[Given problem]
Collect every line in the records below that contains the word "groom", and copy each of those lines in full.

[Records for the task]
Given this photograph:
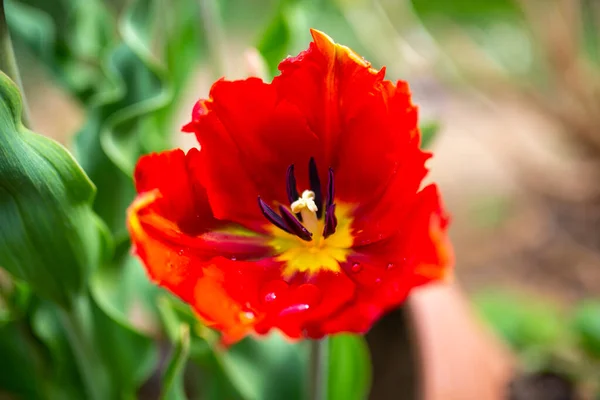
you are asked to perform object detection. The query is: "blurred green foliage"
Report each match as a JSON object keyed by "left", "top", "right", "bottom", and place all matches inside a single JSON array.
[
  {"left": 474, "top": 291, "right": 600, "bottom": 393},
  {"left": 0, "top": 0, "right": 462, "bottom": 400}
]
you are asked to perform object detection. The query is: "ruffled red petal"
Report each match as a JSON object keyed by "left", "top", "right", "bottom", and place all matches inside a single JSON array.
[
  {"left": 128, "top": 31, "right": 452, "bottom": 343},
  {"left": 313, "top": 185, "right": 453, "bottom": 335},
  {"left": 184, "top": 78, "right": 320, "bottom": 229},
  {"left": 273, "top": 30, "right": 418, "bottom": 209},
  {"left": 134, "top": 149, "right": 218, "bottom": 232}
]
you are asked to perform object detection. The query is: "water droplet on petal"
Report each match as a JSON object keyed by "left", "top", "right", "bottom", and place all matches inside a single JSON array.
[
  {"left": 292, "top": 283, "right": 323, "bottom": 307},
  {"left": 260, "top": 280, "right": 289, "bottom": 304},
  {"left": 279, "top": 304, "right": 310, "bottom": 317},
  {"left": 239, "top": 310, "right": 256, "bottom": 324}
]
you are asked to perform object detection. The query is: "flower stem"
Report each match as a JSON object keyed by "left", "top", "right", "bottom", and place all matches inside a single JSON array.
[
  {"left": 308, "top": 338, "right": 329, "bottom": 400},
  {"left": 0, "top": 0, "right": 31, "bottom": 126},
  {"left": 61, "top": 296, "right": 107, "bottom": 400}
]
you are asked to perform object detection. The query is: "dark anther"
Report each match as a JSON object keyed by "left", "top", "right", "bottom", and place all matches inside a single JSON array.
[
  {"left": 279, "top": 205, "right": 312, "bottom": 242},
  {"left": 323, "top": 204, "right": 337, "bottom": 239},
  {"left": 308, "top": 157, "right": 323, "bottom": 218},
  {"left": 286, "top": 164, "right": 302, "bottom": 222},
  {"left": 258, "top": 196, "right": 292, "bottom": 233},
  {"left": 323, "top": 168, "right": 337, "bottom": 238},
  {"left": 327, "top": 168, "right": 335, "bottom": 208}
]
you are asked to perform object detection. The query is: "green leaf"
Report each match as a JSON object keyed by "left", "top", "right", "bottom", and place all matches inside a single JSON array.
[
  {"left": 90, "top": 244, "right": 159, "bottom": 397},
  {"left": 411, "top": 0, "right": 521, "bottom": 24},
  {"left": 92, "top": 296, "right": 158, "bottom": 399},
  {"left": 475, "top": 293, "right": 567, "bottom": 351},
  {"left": 419, "top": 121, "right": 440, "bottom": 149},
  {"left": 158, "top": 293, "right": 246, "bottom": 400},
  {"left": 160, "top": 324, "right": 190, "bottom": 400},
  {"left": 217, "top": 333, "right": 308, "bottom": 400},
  {"left": 327, "top": 334, "right": 371, "bottom": 400},
  {"left": 0, "top": 73, "right": 108, "bottom": 306},
  {"left": 573, "top": 300, "right": 600, "bottom": 359},
  {"left": 0, "top": 268, "right": 31, "bottom": 326},
  {"left": 76, "top": 0, "right": 174, "bottom": 239},
  {"left": 31, "top": 302, "right": 85, "bottom": 399},
  {"left": 6, "top": 0, "right": 116, "bottom": 101},
  {"left": 0, "top": 321, "right": 44, "bottom": 400}
]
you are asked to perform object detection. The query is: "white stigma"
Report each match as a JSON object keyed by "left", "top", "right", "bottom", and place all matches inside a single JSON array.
[{"left": 291, "top": 190, "right": 318, "bottom": 213}]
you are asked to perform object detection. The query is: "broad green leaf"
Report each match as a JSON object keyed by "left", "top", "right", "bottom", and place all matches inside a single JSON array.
[
  {"left": 6, "top": 0, "right": 116, "bottom": 101},
  {"left": 0, "top": 268, "right": 31, "bottom": 326},
  {"left": 573, "top": 300, "right": 600, "bottom": 359},
  {"left": 158, "top": 293, "right": 248, "bottom": 400},
  {"left": 90, "top": 244, "right": 158, "bottom": 397},
  {"left": 76, "top": 0, "right": 173, "bottom": 243},
  {"left": 217, "top": 333, "right": 308, "bottom": 400},
  {"left": 0, "top": 320, "right": 44, "bottom": 400},
  {"left": 419, "top": 121, "right": 440, "bottom": 149},
  {"left": 161, "top": 324, "right": 190, "bottom": 400},
  {"left": 475, "top": 293, "right": 567, "bottom": 351},
  {"left": 31, "top": 302, "right": 89, "bottom": 399},
  {"left": 0, "top": 73, "right": 108, "bottom": 306},
  {"left": 411, "top": 0, "right": 521, "bottom": 24},
  {"left": 91, "top": 292, "right": 158, "bottom": 399},
  {"left": 327, "top": 334, "right": 371, "bottom": 400}
]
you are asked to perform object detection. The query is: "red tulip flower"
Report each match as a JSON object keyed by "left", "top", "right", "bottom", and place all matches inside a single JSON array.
[{"left": 128, "top": 30, "right": 452, "bottom": 343}]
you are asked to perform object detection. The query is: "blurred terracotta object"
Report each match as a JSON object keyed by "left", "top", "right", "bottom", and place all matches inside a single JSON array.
[{"left": 407, "top": 285, "right": 514, "bottom": 400}]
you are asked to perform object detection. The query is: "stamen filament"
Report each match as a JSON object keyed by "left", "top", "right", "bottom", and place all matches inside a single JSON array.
[{"left": 308, "top": 157, "right": 323, "bottom": 218}]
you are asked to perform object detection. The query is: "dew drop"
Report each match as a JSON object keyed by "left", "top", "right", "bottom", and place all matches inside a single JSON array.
[
  {"left": 279, "top": 304, "right": 310, "bottom": 317},
  {"left": 292, "top": 283, "right": 323, "bottom": 307},
  {"left": 239, "top": 310, "right": 256, "bottom": 323},
  {"left": 260, "top": 280, "right": 288, "bottom": 304}
]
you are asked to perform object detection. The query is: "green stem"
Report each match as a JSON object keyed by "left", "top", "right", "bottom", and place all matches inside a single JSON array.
[
  {"left": 61, "top": 296, "right": 107, "bottom": 400},
  {"left": 200, "top": 0, "right": 227, "bottom": 78},
  {"left": 308, "top": 339, "right": 329, "bottom": 400},
  {"left": 0, "top": 0, "right": 31, "bottom": 127}
]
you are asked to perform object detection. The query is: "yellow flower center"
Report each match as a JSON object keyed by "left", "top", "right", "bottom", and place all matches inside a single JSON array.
[{"left": 269, "top": 194, "right": 353, "bottom": 278}]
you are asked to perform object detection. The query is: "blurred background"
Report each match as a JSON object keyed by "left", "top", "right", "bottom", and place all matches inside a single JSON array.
[{"left": 0, "top": 0, "right": 600, "bottom": 400}]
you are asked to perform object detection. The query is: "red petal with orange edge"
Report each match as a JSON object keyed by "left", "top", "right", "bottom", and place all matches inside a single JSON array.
[{"left": 273, "top": 30, "right": 417, "bottom": 206}]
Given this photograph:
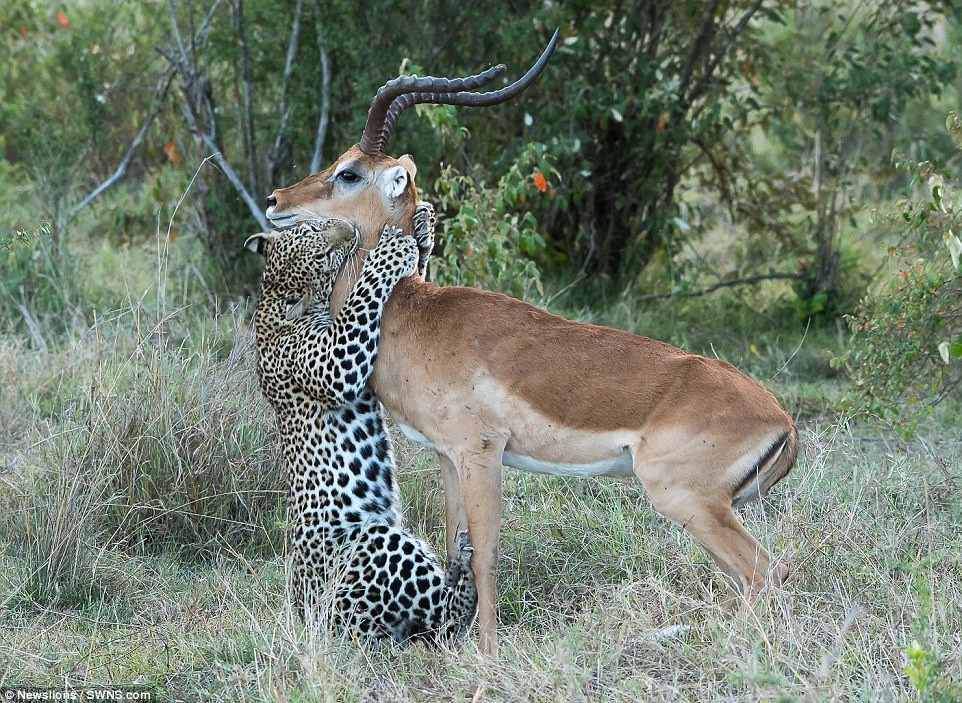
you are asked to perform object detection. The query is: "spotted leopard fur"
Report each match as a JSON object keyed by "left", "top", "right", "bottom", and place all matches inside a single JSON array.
[{"left": 249, "top": 209, "right": 477, "bottom": 642}]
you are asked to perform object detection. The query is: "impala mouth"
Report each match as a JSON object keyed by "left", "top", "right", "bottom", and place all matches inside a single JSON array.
[{"left": 264, "top": 208, "right": 297, "bottom": 229}]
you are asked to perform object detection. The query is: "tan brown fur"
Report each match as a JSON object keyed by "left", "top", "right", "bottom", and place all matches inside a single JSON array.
[{"left": 268, "top": 147, "right": 799, "bottom": 653}]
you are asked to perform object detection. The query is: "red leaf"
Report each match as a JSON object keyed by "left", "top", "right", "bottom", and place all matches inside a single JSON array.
[{"left": 164, "top": 139, "right": 180, "bottom": 166}]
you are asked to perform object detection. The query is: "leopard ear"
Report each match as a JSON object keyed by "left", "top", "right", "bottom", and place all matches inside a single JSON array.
[
  {"left": 244, "top": 232, "right": 281, "bottom": 256},
  {"left": 285, "top": 291, "right": 314, "bottom": 320}
]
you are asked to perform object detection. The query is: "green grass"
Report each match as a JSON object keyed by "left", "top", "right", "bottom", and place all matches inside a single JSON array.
[{"left": 0, "top": 228, "right": 962, "bottom": 703}]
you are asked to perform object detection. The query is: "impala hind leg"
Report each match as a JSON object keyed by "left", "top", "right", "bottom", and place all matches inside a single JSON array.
[
  {"left": 642, "top": 480, "right": 788, "bottom": 599},
  {"left": 438, "top": 453, "right": 468, "bottom": 560}
]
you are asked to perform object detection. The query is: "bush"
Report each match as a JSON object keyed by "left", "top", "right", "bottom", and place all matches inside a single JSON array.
[
  {"left": 841, "top": 113, "right": 962, "bottom": 434},
  {"left": 431, "top": 144, "right": 552, "bottom": 298}
]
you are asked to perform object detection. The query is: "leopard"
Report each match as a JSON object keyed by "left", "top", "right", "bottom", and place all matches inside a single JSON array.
[{"left": 247, "top": 203, "right": 478, "bottom": 644}]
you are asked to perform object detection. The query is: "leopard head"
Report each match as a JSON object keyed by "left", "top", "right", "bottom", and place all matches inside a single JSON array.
[{"left": 244, "top": 218, "right": 359, "bottom": 322}]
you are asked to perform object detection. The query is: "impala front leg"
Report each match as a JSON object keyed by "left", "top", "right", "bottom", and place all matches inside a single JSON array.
[{"left": 441, "top": 434, "right": 506, "bottom": 657}]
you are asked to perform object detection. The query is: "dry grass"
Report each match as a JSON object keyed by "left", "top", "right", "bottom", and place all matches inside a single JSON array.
[{"left": 0, "top": 234, "right": 962, "bottom": 703}]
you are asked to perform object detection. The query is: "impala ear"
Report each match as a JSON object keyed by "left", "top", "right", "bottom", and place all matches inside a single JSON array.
[
  {"left": 382, "top": 162, "right": 414, "bottom": 200},
  {"left": 397, "top": 154, "right": 418, "bottom": 181},
  {"left": 244, "top": 232, "right": 280, "bottom": 256}
]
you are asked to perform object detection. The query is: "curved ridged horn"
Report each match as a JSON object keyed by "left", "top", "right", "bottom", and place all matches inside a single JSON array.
[{"left": 360, "top": 29, "right": 560, "bottom": 155}]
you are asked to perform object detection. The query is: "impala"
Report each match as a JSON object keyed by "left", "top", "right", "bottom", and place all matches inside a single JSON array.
[{"left": 267, "top": 32, "right": 799, "bottom": 654}]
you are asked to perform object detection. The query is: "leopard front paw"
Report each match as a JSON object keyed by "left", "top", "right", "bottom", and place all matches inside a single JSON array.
[{"left": 413, "top": 200, "right": 437, "bottom": 278}]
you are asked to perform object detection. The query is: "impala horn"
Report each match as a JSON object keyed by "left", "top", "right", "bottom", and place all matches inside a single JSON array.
[{"left": 360, "top": 29, "right": 560, "bottom": 156}]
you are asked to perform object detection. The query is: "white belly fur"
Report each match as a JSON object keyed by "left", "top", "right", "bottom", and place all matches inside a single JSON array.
[{"left": 398, "top": 424, "right": 633, "bottom": 478}]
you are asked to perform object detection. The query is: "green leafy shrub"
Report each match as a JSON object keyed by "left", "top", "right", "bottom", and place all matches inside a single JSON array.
[
  {"left": 840, "top": 113, "right": 962, "bottom": 434},
  {"left": 431, "top": 144, "right": 552, "bottom": 298}
]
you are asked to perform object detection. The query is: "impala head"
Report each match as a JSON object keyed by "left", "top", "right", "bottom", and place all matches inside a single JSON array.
[{"left": 267, "top": 30, "right": 558, "bottom": 250}]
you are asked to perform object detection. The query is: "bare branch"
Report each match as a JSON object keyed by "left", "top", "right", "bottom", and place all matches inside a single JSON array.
[
  {"left": 164, "top": 0, "right": 270, "bottom": 230},
  {"left": 67, "top": 68, "right": 176, "bottom": 220},
  {"left": 311, "top": 10, "right": 331, "bottom": 173},
  {"left": 267, "top": 0, "right": 303, "bottom": 185},
  {"left": 678, "top": 0, "right": 721, "bottom": 112},
  {"left": 638, "top": 272, "right": 808, "bottom": 300},
  {"left": 234, "top": 0, "right": 260, "bottom": 197}
]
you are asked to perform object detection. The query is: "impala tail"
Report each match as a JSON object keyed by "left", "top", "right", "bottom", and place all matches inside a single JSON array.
[{"left": 732, "top": 426, "right": 799, "bottom": 508}]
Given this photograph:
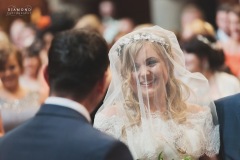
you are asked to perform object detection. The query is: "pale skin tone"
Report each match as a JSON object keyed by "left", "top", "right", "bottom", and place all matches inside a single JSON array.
[
  {"left": 132, "top": 45, "right": 217, "bottom": 160},
  {"left": 0, "top": 54, "right": 27, "bottom": 100},
  {"left": 132, "top": 45, "right": 168, "bottom": 112},
  {"left": 0, "top": 54, "right": 27, "bottom": 136}
]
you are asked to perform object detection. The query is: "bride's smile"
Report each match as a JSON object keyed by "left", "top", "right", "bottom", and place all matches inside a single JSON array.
[{"left": 132, "top": 44, "right": 167, "bottom": 97}]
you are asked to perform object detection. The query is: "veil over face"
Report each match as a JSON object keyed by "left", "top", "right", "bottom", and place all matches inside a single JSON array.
[{"left": 95, "top": 26, "right": 218, "bottom": 158}]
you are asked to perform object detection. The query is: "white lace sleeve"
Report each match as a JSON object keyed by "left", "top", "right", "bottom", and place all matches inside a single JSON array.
[
  {"left": 203, "top": 111, "right": 220, "bottom": 157},
  {"left": 94, "top": 112, "right": 124, "bottom": 139}
]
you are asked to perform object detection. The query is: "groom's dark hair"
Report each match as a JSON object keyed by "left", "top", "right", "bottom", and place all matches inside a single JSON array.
[{"left": 47, "top": 29, "right": 109, "bottom": 100}]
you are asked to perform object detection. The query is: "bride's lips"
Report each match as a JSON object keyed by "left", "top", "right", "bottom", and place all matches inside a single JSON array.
[{"left": 140, "top": 80, "right": 155, "bottom": 86}]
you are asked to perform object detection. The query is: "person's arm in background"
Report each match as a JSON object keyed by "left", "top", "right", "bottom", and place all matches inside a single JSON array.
[{"left": 0, "top": 114, "right": 4, "bottom": 137}]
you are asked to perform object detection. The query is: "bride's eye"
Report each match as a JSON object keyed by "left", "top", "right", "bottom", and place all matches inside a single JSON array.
[
  {"left": 132, "top": 63, "right": 140, "bottom": 72},
  {"left": 146, "top": 58, "right": 158, "bottom": 67}
]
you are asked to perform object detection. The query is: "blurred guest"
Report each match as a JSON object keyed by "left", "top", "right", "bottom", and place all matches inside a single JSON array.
[
  {"left": 0, "top": 47, "right": 39, "bottom": 132},
  {"left": 10, "top": 18, "right": 26, "bottom": 48},
  {"left": 215, "top": 93, "right": 240, "bottom": 160},
  {"left": 181, "top": 4, "right": 204, "bottom": 30},
  {"left": 99, "top": 0, "right": 119, "bottom": 44},
  {"left": 0, "top": 30, "right": 132, "bottom": 160},
  {"left": 182, "top": 35, "right": 240, "bottom": 99},
  {"left": 181, "top": 19, "right": 215, "bottom": 41},
  {"left": 216, "top": 3, "right": 230, "bottom": 42},
  {"left": 74, "top": 14, "right": 103, "bottom": 34},
  {"left": 223, "top": 5, "right": 240, "bottom": 78},
  {"left": 20, "top": 40, "right": 42, "bottom": 92}
]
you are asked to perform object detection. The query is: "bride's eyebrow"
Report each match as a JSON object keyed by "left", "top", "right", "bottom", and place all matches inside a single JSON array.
[{"left": 146, "top": 57, "right": 159, "bottom": 62}]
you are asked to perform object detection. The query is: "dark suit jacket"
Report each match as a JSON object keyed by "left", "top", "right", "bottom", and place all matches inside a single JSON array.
[
  {"left": 215, "top": 94, "right": 240, "bottom": 160},
  {"left": 0, "top": 104, "right": 132, "bottom": 160}
]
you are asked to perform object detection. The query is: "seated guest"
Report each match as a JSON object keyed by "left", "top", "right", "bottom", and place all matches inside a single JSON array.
[
  {"left": 0, "top": 47, "right": 40, "bottom": 132},
  {"left": 182, "top": 35, "right": 240, "bottom": 99},
  {"left": 0, "top": 30, "right": 132, "bottom": 160},
  {"left": 215, "top": 93, "right": 240, "bottom": 160}
]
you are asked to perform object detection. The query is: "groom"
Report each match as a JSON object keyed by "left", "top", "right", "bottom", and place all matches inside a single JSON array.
[{"left": 0, "top": 29, "right": 132, "bottom": 160}]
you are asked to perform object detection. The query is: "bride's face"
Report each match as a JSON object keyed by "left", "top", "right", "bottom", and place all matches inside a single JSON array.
[{"left": 131, "top": 45, "right": 168, "bottom": 98}]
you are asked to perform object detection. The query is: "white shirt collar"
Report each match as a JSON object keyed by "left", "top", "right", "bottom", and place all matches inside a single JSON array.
[{"left": 45, "top": 97, "right": 91, "bottom": 122}]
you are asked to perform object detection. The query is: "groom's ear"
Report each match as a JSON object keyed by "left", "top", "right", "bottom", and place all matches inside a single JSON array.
[{"left": 43, "top": 65, "right": 49, "bottom": 86}]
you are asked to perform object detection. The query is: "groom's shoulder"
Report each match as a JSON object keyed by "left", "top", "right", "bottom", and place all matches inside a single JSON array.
[{"left": 215, "top": 93, "right": 240, "bottom": 105}]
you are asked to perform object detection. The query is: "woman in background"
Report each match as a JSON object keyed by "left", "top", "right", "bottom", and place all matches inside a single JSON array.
[
  {"left": 182, "top": 35, "right": 240, "bottom": 100},
  {"left": 0, "top": 47, "right": 39, "bottom": 132}
]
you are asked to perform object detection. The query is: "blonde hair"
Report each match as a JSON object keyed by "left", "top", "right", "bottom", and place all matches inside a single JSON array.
[{"left": 120, "top": 38, "right": 188, "bottom": 124}]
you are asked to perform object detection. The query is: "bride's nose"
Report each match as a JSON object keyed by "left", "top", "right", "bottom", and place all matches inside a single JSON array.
[{"left": 139, "top": 66, "right": 151, "bottom": 77}]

[Written response]
you are asked to perform object detection. The query is: "groom's dark hair"
you are asked to perform object detection. The query is: "groom"
you are asked to perform object detection. The query is: "groom's ear"
you are asked to perform object detection. The query is: "groom's shoulder"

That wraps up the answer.